• [Problem details]
Continue the passage on compressing segmentation label volumes, picking up right after its last sentence.

• [Extract provided]
START

Examples of connectomics segmentation data with a different color per cell.

The literature currently lacks efficient compression of label volumes. General-purpose compression schemes [2, 3, 6, 11, 15, 16, 19, 22,23,24] are not optimized for this data. In this paper, we exploit the typical characteristics of label volumes such as large invariant regions without natural relationship between label values. These properties render 2D image compression schemes inadequate since they rely on frequency reduction (using e.g., wavelet or discrete cosine transform) and value prediction of pixels based on local context (differential pulse-code modulation) [17, 20]. Color space optimization strategies in video codecs [1] also have no effect on label volumes, even though the spatial properties of a segmentation stack (z-axis) are similar to the temporal properties of video data (time-axis). A compression scheme designed specifically for label volumes is part of the visualization software Neuroglancer [7]. This method exploits segmentation homogeneity by creating small blocks with N labels and reducing local entropy to \(\log _2{N}\) per pixel. Lookup tables then decode the values [0, N) to the original 64-bit labels. We compare the Neuroglancer scheme with our method.

We explore the lossless compression of gigavoxel neuron segmentation volumes with high bit-encodings. We study and evaluate the performance of existing lossless compression methods, and their combinations, on multiple connectomics, magnetic resonance imaging (MRI) and general segmentation datasets. As our main contribution, we present Compresso—a novel compression method designed for label volumes using windowed feature extraction. Compresso yields compression ratios on label volumes 80% higher than the current best tools (Sect. 3). We release an open-source C++ implementation of our method including a Python interface.

2 The Compresso Scheme

2.1 Encoding

Overview. Segmentation datasets contain two important pieces of information across the image stack: per-segment shape and per-pixel label. Decoupling these two components allows for better compression on each.

END

• [Material shown]
START

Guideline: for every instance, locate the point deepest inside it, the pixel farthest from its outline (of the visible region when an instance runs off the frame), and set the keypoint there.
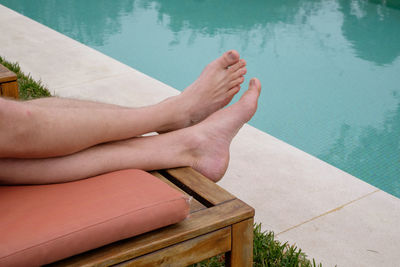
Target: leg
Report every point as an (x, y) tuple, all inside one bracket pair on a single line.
[(55, 127), (204, 146)]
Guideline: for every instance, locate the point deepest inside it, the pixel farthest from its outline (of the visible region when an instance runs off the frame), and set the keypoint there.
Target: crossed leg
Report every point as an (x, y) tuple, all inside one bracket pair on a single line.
[(56, 127), (203, 146)]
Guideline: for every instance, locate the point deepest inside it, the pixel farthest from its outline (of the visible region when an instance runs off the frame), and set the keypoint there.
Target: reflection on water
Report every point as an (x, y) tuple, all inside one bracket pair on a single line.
[(329, 69), (72, 17), (372, 153), (370, 29)]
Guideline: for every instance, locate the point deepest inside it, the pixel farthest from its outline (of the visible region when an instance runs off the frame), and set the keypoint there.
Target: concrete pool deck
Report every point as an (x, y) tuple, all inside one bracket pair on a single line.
[(331, 215)]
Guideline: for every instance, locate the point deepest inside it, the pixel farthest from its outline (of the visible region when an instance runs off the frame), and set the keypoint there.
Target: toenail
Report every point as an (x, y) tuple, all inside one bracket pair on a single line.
[(230, 54)]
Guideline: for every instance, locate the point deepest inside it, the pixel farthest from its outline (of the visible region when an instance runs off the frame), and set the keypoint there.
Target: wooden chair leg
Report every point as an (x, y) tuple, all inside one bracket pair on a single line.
[(241, 254)]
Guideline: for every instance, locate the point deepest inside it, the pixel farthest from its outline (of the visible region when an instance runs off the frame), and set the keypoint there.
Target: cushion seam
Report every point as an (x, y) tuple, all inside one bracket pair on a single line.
[(96, 224)]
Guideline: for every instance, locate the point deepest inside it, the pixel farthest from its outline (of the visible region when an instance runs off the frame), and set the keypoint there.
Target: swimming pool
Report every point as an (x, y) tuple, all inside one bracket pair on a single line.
[(330, 69)]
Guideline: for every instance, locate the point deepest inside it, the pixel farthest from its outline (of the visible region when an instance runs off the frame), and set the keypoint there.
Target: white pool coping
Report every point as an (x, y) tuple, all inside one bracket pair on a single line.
[(331, 215)]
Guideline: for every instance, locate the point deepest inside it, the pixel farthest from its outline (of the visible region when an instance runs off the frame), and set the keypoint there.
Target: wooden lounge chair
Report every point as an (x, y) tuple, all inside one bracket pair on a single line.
[(218, 223)]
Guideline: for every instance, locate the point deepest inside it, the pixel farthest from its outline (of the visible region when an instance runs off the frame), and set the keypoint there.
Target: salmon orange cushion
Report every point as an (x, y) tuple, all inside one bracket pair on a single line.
[(41, 224)]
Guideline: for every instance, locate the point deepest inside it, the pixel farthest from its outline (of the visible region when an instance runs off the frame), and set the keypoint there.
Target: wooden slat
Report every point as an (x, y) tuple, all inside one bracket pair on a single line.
[(242, 244), (190, 180), (6, 75), (194, 204), (188, 252), (9, 89), (197, 224)]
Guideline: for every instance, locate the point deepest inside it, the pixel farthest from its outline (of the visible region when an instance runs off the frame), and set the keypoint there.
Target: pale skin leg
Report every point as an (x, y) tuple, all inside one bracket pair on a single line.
[(204, 146), (56, 127)]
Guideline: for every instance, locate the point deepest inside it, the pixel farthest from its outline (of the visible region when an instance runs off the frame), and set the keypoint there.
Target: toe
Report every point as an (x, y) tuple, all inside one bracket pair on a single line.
[(236, 82), (240, 64), (255, 84), (239, 73), (229, 58)]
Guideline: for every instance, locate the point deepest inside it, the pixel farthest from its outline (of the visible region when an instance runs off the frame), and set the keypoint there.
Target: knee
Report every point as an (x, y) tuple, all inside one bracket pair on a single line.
[(14, 127)]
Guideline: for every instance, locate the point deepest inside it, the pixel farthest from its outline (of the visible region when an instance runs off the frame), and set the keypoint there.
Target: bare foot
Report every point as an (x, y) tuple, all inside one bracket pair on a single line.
[(214, 89), (213, 136)]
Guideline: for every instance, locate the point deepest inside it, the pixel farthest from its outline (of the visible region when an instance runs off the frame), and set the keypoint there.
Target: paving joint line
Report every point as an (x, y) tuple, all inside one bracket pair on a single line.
[(328, 212)]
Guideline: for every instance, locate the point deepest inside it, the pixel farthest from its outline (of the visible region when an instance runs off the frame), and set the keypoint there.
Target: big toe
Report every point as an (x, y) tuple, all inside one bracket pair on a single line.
[(228, 59), (249, 99)]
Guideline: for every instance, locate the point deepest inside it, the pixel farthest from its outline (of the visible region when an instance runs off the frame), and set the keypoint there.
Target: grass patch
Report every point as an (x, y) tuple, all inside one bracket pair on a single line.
[(28, 87), (267, 251)]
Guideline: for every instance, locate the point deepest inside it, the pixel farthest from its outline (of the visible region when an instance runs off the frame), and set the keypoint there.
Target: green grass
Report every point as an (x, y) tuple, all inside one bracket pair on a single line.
[(28, 87), (268, 251)]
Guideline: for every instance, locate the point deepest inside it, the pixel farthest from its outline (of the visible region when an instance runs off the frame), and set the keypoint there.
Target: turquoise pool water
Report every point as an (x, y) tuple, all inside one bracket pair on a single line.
[(330, 69)]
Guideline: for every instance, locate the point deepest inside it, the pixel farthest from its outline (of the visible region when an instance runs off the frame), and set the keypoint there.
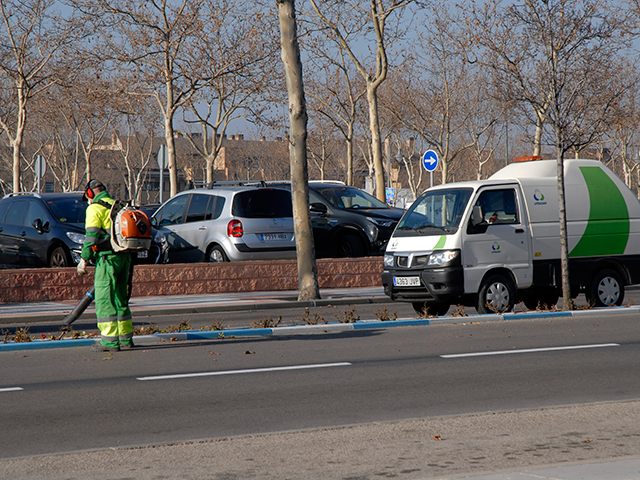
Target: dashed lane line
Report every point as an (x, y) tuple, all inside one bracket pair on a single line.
[(529, 350), (250, 370)]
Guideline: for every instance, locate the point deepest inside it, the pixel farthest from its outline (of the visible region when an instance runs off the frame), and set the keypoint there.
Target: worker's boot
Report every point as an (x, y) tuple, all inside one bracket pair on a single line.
[(98, 347)]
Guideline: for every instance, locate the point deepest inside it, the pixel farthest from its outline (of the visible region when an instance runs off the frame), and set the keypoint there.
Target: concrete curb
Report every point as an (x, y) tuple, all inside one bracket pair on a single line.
[(159, 338), (213, 308)]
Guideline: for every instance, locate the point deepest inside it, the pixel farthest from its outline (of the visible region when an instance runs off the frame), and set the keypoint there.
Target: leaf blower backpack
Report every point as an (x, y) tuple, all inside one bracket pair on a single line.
[(130, 227)]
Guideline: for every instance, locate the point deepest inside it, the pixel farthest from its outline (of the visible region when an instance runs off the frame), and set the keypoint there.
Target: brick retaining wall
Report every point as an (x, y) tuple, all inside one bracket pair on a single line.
[(57, 284)]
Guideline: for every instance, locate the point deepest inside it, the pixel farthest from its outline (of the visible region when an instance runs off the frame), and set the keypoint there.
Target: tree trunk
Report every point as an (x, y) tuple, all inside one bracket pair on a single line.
[(308, 288), (567, 303), (376, 145)]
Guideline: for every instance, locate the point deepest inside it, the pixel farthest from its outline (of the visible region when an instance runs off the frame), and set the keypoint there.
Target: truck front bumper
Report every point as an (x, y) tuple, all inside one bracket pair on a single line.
[(444, 284)]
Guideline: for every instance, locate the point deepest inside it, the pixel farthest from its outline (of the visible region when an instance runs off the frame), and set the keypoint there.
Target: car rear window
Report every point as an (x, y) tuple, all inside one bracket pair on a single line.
[(262, 203), (68, 210)]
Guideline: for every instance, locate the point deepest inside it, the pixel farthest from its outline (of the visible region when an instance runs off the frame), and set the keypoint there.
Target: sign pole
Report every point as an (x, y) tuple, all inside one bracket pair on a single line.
[(162, 164), (430, 162), (40, 165)]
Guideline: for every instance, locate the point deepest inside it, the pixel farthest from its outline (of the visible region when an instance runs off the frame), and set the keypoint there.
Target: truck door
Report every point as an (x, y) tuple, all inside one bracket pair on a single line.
[(501, 240)]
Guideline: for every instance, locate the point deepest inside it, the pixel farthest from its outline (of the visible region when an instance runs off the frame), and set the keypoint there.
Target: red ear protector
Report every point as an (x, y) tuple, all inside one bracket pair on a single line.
[(88, 190)]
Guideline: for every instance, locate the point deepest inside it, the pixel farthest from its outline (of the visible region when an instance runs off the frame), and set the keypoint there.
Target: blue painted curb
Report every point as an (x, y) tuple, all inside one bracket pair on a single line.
[(40, 344), (307, 329)]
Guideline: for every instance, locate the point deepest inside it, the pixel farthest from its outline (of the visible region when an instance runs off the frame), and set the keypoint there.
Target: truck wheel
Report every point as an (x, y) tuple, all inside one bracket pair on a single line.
[(59, 258), (350, 245), (216, 254), (438, 309), (496, 295), (606, 290)]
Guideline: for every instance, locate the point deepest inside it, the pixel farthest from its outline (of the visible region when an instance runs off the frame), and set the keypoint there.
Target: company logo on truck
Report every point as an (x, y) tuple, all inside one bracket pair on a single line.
[(538, 197)]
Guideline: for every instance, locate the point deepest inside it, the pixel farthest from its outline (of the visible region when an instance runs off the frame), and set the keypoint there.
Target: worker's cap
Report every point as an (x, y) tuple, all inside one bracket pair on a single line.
[(89, 190)]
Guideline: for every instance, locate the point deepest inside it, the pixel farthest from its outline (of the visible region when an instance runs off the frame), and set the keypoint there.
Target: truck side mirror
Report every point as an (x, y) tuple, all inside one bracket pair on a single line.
[(477, 216), (320, 208), (477, 223)]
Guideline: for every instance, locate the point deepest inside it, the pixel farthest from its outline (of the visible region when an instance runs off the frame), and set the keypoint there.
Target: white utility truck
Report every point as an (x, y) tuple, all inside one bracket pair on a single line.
[(493, 243)]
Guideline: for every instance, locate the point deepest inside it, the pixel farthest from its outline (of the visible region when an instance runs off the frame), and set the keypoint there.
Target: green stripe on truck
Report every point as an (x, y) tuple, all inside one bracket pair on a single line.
[(607, 231)]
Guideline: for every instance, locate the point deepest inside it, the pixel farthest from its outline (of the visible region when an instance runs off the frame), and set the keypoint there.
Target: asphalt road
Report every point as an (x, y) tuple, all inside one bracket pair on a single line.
[(64, 400)]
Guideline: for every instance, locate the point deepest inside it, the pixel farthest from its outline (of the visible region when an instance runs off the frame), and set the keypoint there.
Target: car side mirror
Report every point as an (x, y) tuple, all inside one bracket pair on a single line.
[(317, 207), (40, 228)]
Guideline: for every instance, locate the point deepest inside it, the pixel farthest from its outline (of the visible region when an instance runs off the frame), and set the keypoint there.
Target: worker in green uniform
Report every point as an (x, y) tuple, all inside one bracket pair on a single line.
[(111, 275)]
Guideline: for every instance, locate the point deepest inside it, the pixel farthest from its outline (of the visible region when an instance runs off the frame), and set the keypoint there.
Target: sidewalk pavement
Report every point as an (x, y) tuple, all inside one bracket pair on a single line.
[(614, 470), (168, 305), (625, 469)]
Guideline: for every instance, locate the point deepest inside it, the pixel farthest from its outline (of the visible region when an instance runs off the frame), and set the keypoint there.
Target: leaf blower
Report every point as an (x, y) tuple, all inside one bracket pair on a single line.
[(79, 309)]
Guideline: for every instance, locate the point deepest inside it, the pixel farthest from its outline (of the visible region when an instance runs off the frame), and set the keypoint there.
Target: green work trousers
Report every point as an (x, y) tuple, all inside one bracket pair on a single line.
[(112, 301)]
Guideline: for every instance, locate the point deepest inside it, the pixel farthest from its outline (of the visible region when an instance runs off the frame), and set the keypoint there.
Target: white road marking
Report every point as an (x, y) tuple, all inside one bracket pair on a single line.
[(530, 350), (250, 370)]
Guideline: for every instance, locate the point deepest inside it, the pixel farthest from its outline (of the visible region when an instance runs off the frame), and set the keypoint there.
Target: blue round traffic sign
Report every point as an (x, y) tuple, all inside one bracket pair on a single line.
[(430, 160)]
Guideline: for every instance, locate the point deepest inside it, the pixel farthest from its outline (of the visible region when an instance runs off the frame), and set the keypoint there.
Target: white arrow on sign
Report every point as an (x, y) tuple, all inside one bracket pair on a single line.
[(163, 157), (430, 160), (40, 166)]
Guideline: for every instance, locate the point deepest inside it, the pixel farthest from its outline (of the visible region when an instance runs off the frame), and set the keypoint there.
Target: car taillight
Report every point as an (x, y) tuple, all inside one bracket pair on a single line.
[(234, 228)]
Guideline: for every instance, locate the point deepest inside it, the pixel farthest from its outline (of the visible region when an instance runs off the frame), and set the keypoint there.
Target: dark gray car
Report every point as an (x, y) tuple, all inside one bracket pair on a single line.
[(346, 221), (47, 230)]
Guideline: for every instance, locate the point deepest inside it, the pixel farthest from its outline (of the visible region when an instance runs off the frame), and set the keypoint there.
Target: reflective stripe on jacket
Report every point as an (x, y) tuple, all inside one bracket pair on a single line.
[(97, 226)]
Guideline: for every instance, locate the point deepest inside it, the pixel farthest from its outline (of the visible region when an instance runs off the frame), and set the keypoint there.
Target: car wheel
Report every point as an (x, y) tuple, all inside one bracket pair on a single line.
[(496, 295), (350, 245), (216, 255), (606, 290), (438, 309), (59, 258)]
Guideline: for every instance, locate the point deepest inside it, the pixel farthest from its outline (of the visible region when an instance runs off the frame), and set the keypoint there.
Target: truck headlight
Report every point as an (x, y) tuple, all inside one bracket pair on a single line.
[(388, 261), (437, 259), (381, 222)]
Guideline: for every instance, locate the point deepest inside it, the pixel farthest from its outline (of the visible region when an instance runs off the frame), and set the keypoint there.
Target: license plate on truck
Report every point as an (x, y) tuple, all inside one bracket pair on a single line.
[(271, 237), (406, 281)]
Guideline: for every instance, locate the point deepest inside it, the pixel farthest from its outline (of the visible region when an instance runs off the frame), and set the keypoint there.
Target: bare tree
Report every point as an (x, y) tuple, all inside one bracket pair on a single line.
[(30, 41), (307, 269), (349, 22), (335, 94), (155, 43), (239, 60)]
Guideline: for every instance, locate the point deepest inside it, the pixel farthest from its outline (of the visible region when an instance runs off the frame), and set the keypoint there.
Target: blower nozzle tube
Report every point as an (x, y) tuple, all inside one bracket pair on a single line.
[(79, 309)]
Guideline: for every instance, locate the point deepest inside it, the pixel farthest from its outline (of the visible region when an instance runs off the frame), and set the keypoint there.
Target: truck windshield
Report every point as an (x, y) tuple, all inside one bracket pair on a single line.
[(435, 212)]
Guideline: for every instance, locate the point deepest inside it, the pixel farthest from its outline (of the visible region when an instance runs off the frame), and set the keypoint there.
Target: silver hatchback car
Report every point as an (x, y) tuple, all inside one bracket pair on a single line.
[(228, 221)]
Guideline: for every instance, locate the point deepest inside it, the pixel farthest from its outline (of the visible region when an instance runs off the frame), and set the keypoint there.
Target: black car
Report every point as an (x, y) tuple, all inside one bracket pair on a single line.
[(348, 222), (47, 230)]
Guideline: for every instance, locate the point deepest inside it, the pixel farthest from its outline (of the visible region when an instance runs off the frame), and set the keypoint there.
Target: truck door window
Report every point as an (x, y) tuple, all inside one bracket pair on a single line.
[(499, 206)]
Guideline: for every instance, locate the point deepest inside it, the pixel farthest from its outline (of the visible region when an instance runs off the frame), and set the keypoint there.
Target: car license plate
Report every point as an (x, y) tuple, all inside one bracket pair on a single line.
[(406, 281), (271, 237)]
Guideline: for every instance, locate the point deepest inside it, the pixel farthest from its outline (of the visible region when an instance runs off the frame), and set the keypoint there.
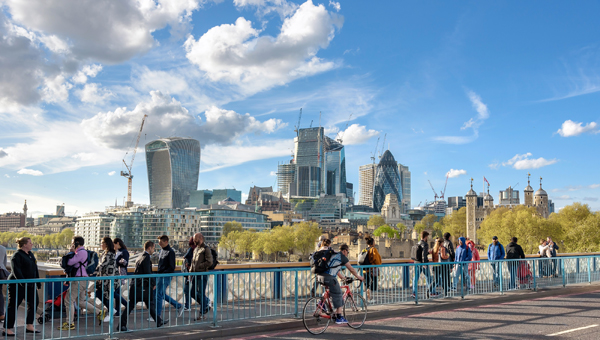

END

• [Answer for the task]
Boundary Encoding. To encode the segment shapes, we consider the boundary pixels between two segments. Removing the per-pixel labels, we produce a boundary map for each slice where a pixel (xyz) is 1 if either pixel at \((x + 1, y, z)\) or \((x, y + 1, z)\) belongs to a different segment. The boundary map is divided into non-overlapping congruent 3D windows. If there are n pixels per window, each window w is assigned an integer \(V_w \in [0, 2^n)\) where \(V_w\) is defined as:

$$\begin{aligned} V_w = \sum _{i = 0}^{n - 1} \mathbb {I}(i) 2^i, \end{aligned}$$
(1)

and \(\mathbb {I}(i)\) is 1 if pixel i is on a boundary and 0 otherwise. Figure 2 shows an example segmentation with a window size of \(4 \times 4 \times 1\).

Fig. 2.
figure 2

A \(4 \times 4 \times 1\) pixel window where three unique labels meet (left). The boundary map for the same window, where dark pixels represent the boundary (center). This window has an encoded value of 50,978 \((2^1 + 2^5 + 2^8 + 2^9 + 2^{10} + 2^{14} + 2^{15})\). A boundary pixel i that is indeterminate and requires additional decoding information (right).

A priori, each window could take any of \(2^n\) distinct values, and therefore require n bits to encode without further manipulation. However, boundaries in segmentation images are not random, and many of these values never appear. Indeed, we find that a small subset of high-frequency \(V_w\) values accounts for most windows, allowing for significant compression. Figure 3 shows the 100 most common windows for a representative connectomics dataset. These 100 frequently occurring windows account for approximately 82% of the over 1.2 million \(V_w\) values in this dataset. Nearly all of these windows correspond to simple lines traversing through the window. For contrast, we also provide 5 randomly generated windows that never occur in the dataset.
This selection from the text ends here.